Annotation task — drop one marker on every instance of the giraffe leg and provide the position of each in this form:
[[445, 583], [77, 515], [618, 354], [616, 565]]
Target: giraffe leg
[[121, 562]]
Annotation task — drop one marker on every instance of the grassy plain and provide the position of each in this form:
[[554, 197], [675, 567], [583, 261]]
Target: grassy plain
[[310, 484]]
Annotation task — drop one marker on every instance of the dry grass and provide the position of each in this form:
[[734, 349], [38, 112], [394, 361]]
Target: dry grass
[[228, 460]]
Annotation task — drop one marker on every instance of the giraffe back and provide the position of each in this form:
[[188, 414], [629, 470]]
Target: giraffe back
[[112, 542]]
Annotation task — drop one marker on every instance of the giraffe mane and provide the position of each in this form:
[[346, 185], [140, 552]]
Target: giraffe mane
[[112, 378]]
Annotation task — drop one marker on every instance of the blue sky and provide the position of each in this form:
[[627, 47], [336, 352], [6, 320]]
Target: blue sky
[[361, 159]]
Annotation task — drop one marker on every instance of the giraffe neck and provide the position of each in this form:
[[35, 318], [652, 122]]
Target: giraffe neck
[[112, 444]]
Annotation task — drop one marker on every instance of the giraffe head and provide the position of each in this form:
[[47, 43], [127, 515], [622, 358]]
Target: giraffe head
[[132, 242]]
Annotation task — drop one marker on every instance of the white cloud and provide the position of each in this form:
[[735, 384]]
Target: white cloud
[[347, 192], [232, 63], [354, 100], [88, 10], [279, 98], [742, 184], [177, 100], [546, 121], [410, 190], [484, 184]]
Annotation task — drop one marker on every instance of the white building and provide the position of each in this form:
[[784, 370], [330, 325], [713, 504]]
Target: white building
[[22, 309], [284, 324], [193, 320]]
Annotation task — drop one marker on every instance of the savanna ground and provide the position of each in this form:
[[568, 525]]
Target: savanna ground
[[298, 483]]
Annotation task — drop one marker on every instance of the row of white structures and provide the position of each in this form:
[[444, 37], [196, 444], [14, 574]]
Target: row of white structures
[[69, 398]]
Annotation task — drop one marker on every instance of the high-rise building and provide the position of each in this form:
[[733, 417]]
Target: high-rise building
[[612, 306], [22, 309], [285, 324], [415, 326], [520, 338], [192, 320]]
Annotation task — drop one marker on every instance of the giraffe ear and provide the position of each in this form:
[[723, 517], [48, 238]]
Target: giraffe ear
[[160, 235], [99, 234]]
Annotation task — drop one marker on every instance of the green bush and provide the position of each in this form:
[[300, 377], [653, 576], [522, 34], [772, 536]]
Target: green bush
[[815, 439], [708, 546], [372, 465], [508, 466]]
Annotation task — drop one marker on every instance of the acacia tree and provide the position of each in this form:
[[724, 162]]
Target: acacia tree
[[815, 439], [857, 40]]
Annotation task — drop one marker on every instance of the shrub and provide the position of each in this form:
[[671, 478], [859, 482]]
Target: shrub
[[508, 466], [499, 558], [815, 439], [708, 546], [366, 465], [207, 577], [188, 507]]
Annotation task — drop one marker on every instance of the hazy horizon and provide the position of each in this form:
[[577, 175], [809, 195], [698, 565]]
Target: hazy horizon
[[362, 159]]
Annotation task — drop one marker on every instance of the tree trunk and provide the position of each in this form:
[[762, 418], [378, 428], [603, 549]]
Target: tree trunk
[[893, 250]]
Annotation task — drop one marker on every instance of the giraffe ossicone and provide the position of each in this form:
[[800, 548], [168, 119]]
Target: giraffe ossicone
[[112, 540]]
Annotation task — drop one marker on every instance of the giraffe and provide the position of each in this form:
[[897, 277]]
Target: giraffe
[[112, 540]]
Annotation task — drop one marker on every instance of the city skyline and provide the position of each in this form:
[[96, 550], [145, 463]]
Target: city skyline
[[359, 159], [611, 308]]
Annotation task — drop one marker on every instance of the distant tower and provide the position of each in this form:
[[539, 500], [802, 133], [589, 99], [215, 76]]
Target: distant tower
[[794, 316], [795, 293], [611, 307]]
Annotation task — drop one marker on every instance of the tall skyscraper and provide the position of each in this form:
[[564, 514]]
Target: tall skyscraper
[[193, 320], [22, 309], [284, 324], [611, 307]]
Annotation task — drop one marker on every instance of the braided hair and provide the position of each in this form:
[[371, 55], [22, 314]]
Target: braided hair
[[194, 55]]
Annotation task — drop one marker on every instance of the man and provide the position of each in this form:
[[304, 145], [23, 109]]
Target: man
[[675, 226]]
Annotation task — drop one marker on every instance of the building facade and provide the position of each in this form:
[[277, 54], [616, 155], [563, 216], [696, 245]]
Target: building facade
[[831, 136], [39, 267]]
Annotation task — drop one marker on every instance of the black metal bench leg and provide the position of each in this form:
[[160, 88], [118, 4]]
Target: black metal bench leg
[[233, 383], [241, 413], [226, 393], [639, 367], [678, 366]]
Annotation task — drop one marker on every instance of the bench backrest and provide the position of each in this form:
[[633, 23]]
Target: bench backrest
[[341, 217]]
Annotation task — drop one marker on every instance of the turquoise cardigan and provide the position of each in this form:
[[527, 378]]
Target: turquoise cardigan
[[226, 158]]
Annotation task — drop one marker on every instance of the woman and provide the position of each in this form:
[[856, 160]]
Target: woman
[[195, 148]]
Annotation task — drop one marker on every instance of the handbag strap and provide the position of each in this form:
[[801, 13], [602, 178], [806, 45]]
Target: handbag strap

◆ Task to complete:
Exactly reproduce the lines from the one containing "of the turquoise" through the end of the records, and only those lines.

◆ Right answer:
Annotation task — drop one marker on every instance of the turquoise cardigan and provide the position of each in this form:
[[527, 378]]
Target: turquoise cardigan
[[226, 158]]
Annotation task — drop one marker on every instance of the woman and provide the position of each in this form:
[[856, 160]]
Target: woman
[[195, 148]]
Annotation task — drop one marker on every instance of the handbag strap and provide the position of each in this form:
[[801, 13], [602, 178], [806, 45]]
Target: handbag strap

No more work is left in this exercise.